**Problem requirements:**
Locate each line in the records below that contains the string "wheel" and copy those lines out. Matches are case-sensitive.

**The data:**
(begin)
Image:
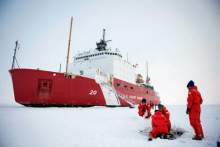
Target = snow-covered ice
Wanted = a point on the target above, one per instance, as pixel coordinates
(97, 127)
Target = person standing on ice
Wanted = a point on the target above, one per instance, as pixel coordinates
(end)
(begin)
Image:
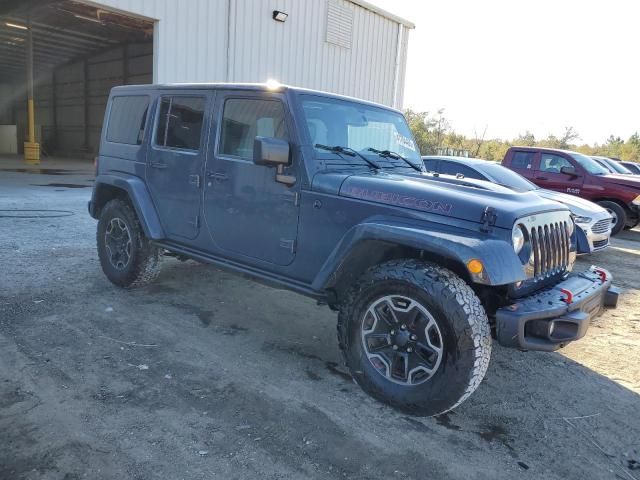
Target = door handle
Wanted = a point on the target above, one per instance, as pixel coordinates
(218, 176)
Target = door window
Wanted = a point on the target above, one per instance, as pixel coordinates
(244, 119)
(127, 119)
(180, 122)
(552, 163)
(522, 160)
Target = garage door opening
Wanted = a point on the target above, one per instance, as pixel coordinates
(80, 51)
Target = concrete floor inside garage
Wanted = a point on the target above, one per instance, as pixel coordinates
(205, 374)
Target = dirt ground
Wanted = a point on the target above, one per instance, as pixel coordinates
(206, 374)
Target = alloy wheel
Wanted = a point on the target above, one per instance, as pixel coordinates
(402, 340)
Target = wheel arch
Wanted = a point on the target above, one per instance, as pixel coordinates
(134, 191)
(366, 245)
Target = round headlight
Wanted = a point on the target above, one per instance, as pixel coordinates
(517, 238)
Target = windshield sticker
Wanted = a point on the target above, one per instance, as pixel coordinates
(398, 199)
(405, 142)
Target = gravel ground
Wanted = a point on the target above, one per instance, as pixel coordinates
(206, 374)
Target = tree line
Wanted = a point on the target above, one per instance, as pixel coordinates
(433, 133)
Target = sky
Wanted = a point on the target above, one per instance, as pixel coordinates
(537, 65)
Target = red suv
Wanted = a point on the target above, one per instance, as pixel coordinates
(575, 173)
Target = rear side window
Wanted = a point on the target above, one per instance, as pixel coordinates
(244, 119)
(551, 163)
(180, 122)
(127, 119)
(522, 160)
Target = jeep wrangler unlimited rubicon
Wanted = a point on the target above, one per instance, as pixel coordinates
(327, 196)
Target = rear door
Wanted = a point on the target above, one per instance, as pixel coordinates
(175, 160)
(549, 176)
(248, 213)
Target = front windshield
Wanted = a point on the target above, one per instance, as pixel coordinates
(end)
**Result of this task:**
Target = alloy wheel
Target = wheel arch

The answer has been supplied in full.